EXERCISE REQUIREMENTS: From the data below, retype exactly the lines starting with the one that contains "box: [424, 214, 448, 243]" and ending with the one that contains "positive clicks: (435, 237)", both included.

(Data items)

● ● ● ● ● ● ●

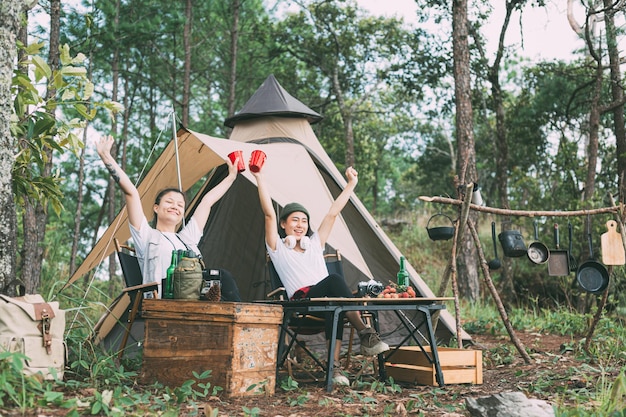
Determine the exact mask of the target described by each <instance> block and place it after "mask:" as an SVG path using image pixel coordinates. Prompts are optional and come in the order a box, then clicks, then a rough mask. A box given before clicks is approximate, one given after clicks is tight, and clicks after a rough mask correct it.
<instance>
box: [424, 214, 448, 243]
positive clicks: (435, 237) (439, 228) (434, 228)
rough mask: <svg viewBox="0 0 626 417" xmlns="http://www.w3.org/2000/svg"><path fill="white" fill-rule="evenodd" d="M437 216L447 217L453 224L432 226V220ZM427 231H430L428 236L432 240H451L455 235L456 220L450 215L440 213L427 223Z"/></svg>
mask: <svg viewBox="0 0 626 417" xmlns="http://www.w3.org/2000/svg"><path fill="white" fill-rule="evenodd" d="M436 217H445V218H446V219H448V222H450V224H451V226H433V227H431V226H430V222H431V220H433V219H434V218H436ZM426 231H427V232H428V237H429V238H430V239H431V240H449V239H451V238H452V236H454V222H453V221H452V219H451V218H450V217H448V216H446V215H445V214H443V213H438V214H435V215H434V216H432V217H431V218H430V219H428V223H427V224H426Z"/></svg>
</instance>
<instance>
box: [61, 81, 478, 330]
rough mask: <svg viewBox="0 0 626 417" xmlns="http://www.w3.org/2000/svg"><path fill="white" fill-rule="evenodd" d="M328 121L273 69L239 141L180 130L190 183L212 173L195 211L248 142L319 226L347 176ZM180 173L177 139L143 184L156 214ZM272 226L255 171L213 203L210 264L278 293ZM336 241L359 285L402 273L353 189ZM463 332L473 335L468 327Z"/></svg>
mask: <svg viewBox="0 0 626 417" xmlns="http://www.w3.org/2000/svg"><path fill="white" fill-rule="evenodd" d="M319 120H321V116H320V115H319V114H317V113H315V112H314V111H312V110H311V109H308V107H306V106H305V105H304V104H302V103H301V102H299V101H298V100H296V99H295V98H293V97H292V96H291V95H289V93H287V92H286V91H285V90H284V89H283V88H282V87H281V86H280V85H279V84H278V82H277V81H276V79H275V78H274V77H273V76H270V77H268V78H267V79H266V81H265V82H264V83H263V85H262V86H261V87H260V88H259V89H258V90H257V92H256V93H255V94H254V95H253V96H252V97H251V98H250V100H249V101H248V103H247V104H246V105H245V106H244V108H243V109H242V111H240V112H239V113H238V114H237V115H235V116H233V117H232V118H229V119H227V120H226V122H225V124H226V125H227V126H231V127H233V131H232V134H231V137H230V139H229V140H225V139H219V138H215V137H211V136H208V135H204V134H201V133H197V132H193V131H190V130H187V129H180V130H179V131H178V133H177V138H178V140H177V142H178V148H179V151H178V154H179V158H180V161H181V163H180V172H181V180H182V187H183V189H184V190H185V191H187V190H189V188H191V187H192V185H194V184H196V183H197V182H198V181H199V180H200V179H201V178H202V177H204V176H205V175H208V177H207V179H206V181H205V182H204V185H203V187H202V189H201V190H200V191H199V192H198V193H197V194H196V196H195V198H194V199H193V200H192V202H191V203H190V204H189V207H188V212H187V216H190V215H191V214H192V213H193V210H194V208H195V205H196V202H197V201H198V200H199V198H201V196H202V195H203V194H204V192H206V191H207V190H209V189H211V188H212V187H214V186H215V185H216V184H217V183H219V181H221V179H222V178H223V177H224V176H225V175H226V172H227V170H226V165H225V163H224V160H225V159H226V158H227V155H228V154H229V153H230V152H232V151H233V150H237V149H241V150H242V151H243V154H244V157H246V156H249V155H250V154H251V152H252V151H253V150H255V149H261V150H263V151H264V152H265V153H266V155H267V161H266V163H265V166H264V167H263V173H264V175H265V177H266V181H267V183H268V186H269V189H270V190H269V191H270V194H271V195H272V198H273V202H274V204H275V207H276V210H277V211H278V212H280V209H281V208H282V207H284V206H285V205H286V204H287V203H290V202H292V201H297V202H299V203H301V204H303V205H304V206H305V207H307V209H308V210H309V213H310V223H311V226H312V227H313V228H315V227H316V226H317V225H319V224H320V222H321V220H322V218H323V216H324V215H325V213H326V212H327V211H328V208H329V207H330V205H331V203H332V201H333V199H334V198H335V197H336V196H337V195H338V194H339V193H340V192H341V190H342V189H343V187H344V186H345V184H346V181H345V179H344V176H343V175H342V174H341V173H340V172H339V170H338V169H337V168H336V167H335V165H334V163H333V161H332V160H331V159H330V157H329V156H328V154H327V153H326V152H325V151H324V149H323V147H322V146H321V144H320V143H319V141H318V139H317V137H316V136H315V133H314V132H313V129H312V128H311V123H315V122H317V121H319ZM357 168H358V167H357ZM176 178H177V175H176V160H175V149H174V142H172V143H170V144H169V145H168V146H167V147H166V149H165V150H164V151H163V153H162V154H161V155H160V157H159V158H158V159H157V161H156V162H155V164H154V166H153V167H152V168H151V169H150V171H149V172H148V174H147V175H146V177H145V178H144V180H143V181H141V183H140V184H139V186H138V189H139V192H140V195H141V197H142V201H143V205H144V211H145V212H146V214H147V215H149V213H151V208H152V204H153V201H154V200H153V199H154V196H155V195H156V193H157V192H158V191H159V190H160V189H163V188H165V187H167V186H172V185H174V184H175V182H176ZM127 222H128V220H127V216H126V212H125V210H124V209H122V211H121V212H120V213H119V214H118V216H117V218H116V219H115V221H114V222H113V223H112V224H111V226H110V227H109V228H108V229H107V230H106V232H105V233H104V235H103V236H102V237H101V238H100V240H99V241H98V242H97V243H96V245H95V247H94V248H93V250H92V251H91V253H90V254H89V255H88V256H87V258H86V259H85V261H84V262H83V263H82V265H81V266H80V267H79V268H78V269H77V271H76V272H75V273H74V274H73V275H72V277H71V278H70V279H69V281H68V283H67V284H66V286H67V285H69V284H71V283H72V282H74V281H75V280H77V279H78V278H80V277H81V276H82V275H84V274H85V273H87V272H88V271H90V270H91V269H92V268H94V267H95V266H97V265H98V264H99V263H100V262H101V261H102V259H104V257H106V256H108V255H109V254H110V253H112V251H113V249H114V248H113V245H112V240H113V238H114V237H115V238H117V239H118V240H120V241H126V240H128V239H129V237H130V233H129V231H128V223H127ZM263 227H264V221H263V214H262V211H261V208H260V204H259V199H258V193H257V190H256V180H255V179H254V178H253V176H252V175H251V174H250V173H249V171H248V170H246V171H244V172H243V173H241V174H240V175H238V178H237V180H236V181H235V182H234V183H233V186H232V187H231V189H230V190H229V191H228V192H227V193H226V195H224V197H222V199H221V200H220V201H218V202H217V203H216V204H215V205H214V206H213V208H212V210H211V214H210V217H209V220H208V222H207V225H206V227H205V230H204V237H203V239H202V241H201V242H200V245H199V246H200V250H201V252H202V254H203V256H204V258H205V261H206V263H207V266H208V267H211V268H225V269H228V270H229V271H230V272H231V273H232V274H233V276H234V277H235V279H236V280H237V282H238V285H239V287H240V291H241V295H242V299H243V300H244V301H252V300H260V299H263V298H264V297H265V294H267V292H269V287H268V285H269V276H268V273H267V268H266V254H265V244H264V231H263ZM327 244H328V245H329V246H330V247H332V248H334V249H339V250H340V251H341V253H342V258H343V260H344V270H345V275H346V279H347V280H348V284H349V285H350V286H351V287H353V288H355V289H356V286H357V284H358V282H360V281H367V280H369V279H376V280H378V281H381V282H383V283H387V281H389V280H394V279H395V274H396V272H397V270H398V269H399V259H400V255H401V253H400V251H399V250H398V248H397V247H396V246H395V245H394V244H393V242H392V241H391V240H390V239H389V238H388V236H387V235H386V234H385V233H384V232H383V230H382V229H381V228H380V226H379V225H378V224H377V223H376V221H375V220H374V219H373V218H372V216H371V215H370V214H369V212H368V211H367V209H366V208H365V207H364V205H363V204H362V203H361V201H360V200H359V199H358V198H357V197H356V195H353V196H352V197H351V198H350V201H349V202H348V204H347V205H346V207H345V208H344V210H343V211H342V213H341V216H340V217H339V218H338V219H337V221H336V223H335V226H334V228H333V230H332V232H331V234H330V236H329V238H328V242H327ZM407 270H408V272H409V275H410V279H411V282H412V283H413V285H414V286H415V287H416V289H417V291H418V293H419V294H420V295H422V296H424V297H434V294H433V292H432V291H431V290H430V289H429V288H428V286H427V285H426V284H425V283H424V281H423V280H422V279H421V277H420V276H419V274H418V273H417V272H416V271H415V270H414V269H413V267H412V266H411V265H408V264H407ZM385 323H387V326H386V327H385ZM440 323H443V326H438V327H437V336H438V337H439V338H442V339H444V340H448V339H449V338H450V337H451V336H452V335H455V334H456V326H455V323H454V319H453V318H452V316H451V315H450V313H449V312H447V311H443V312H442V314H441V317H440ZM397 327H398V322H397V320H381V333H383V334H385V333H389V334H392V333H394V330H395V329H396V328H397ZM462 337H463V339H469V336H468V335H467V334H466V333H464V332H463V334H462Z"/></svg>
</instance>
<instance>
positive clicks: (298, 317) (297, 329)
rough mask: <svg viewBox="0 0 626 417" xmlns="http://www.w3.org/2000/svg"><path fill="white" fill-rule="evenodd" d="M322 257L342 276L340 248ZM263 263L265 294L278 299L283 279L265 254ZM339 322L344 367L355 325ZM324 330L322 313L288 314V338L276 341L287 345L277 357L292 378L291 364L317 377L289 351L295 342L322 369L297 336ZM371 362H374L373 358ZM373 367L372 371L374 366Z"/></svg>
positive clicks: (313, 376)
mask: <svg viewBox="0 0 626 417" xmlns="http://www.w3.org/2000/svg"><path fill="white" fill-rule="evenodd" d="M324 259H325V261H326V267H327V269H328V273H329V274H333V273H334V274H338V275H340V276H342V277H343V276H344V273H343V264H342V259H341V252H340V251H339V250H337V251H335V253H327V254H325V255H324ZM267 267H268V272H269V277H270V286H271V288H272V291H271V292H270V293H269V294H268V297H269V298H273V299H278V300H287V293H286V291H285V288H284V286H283V283H282V281H281V280H280V276H279V275H278V272H276V268H274V264H273V263H272V261H271V260H270V259H269V256H268V257H267ZM371 317H372V315H371V313H365V314H363V318H364V319H365V320H369V319H370V318H371ZM340 326H341V327H342V328H344V327H350V338H349V341H348V351H347V352H346V365H345V367H346V368H348V367H349V366H350V360H351V356H352V351H353V341H354V333H355V329H354V327H352V325H351V324H350V322H349V321H348V320H347V318H344V319H343V321H342V322H341V323H340ZM325 330H326V326H325V318H324V317H323V316H317V315H313V314H302V313H296V314H294V316H292V317H290V318H289V325H288V327H287V328H286V329H285V331H286V333H287V334H288V335H289V341H288V342H287V341H284V340H281V341H279V342H280V343H286V344H287V347H286V348H285V350H284V352H285V353H284V355H283V357H282V358H278V364H279V365H280V364H285V363H286V367H287V371H288V373H289V376H291V377H292V378H293V370H292V366H297V367H298V368H300V369H302V370H304V371H305V372H307V373H308V374H309V376H311V377H312V378H313V379H315V380H316V381H317V378H315V377H314V376H313V375H311V373H310V372H308V371H306V370H305V369H303V368H302V367H301V366H300V365H299V363H298V362H297V360H296V359H295V358H294V356H293V355H292V353H291V351H292V349H293V348H294V347H295V346H299V347H300V348H301V349H302V350H303V351H304V352H305V353H306V354H307V355H308V356H309V357H311V358H312V359H313V361H314V362H315V363H317V364H318V365H319V366H320V367H321V368H322V369H323V370H324V371H326V366H325V365H324V364H322V362H321V361H320V360H319V359H318V357H317V355H315V354H314V353H313V352H312V351H311V350H310V349H309V348H308V347H307V346H306V344H304V342H302V341H301V340H299V339H298V336H299V335H315V334H320V333H324V332H325ZM373 363H374V366H375V362H373ZM364 369H365V368H364ZM364 369H362V370H361V372H359V375H360V374H361V373H362V371H363V370H364ZM374 371H376V369H375V370H374Z"/></svg>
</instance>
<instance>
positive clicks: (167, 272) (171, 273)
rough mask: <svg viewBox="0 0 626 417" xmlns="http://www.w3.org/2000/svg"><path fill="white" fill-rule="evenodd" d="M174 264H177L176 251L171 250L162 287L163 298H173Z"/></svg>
mask: <svg viewBox="0 0 626 417" xmlns="http://www.w3.org/2000/svg"><path fill="white" fill-rule="evenodd" d="M176 265H178V251H176V250H173V251H172V261H171V262H170V266H169V268H167V273H166V274H165V288H163V298H165V299H172V298H174V270H175V269H176Z"/></svg>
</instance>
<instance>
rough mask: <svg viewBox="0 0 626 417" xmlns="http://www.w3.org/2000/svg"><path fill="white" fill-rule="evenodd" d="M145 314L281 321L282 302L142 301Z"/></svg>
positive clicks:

● ● ● ● ● ● ●

OUTPUT FOR THIS EXERCISE:
box: [424, 214, 448, 243]
positive clicks: (435, 237) (439, 228) (434, 228)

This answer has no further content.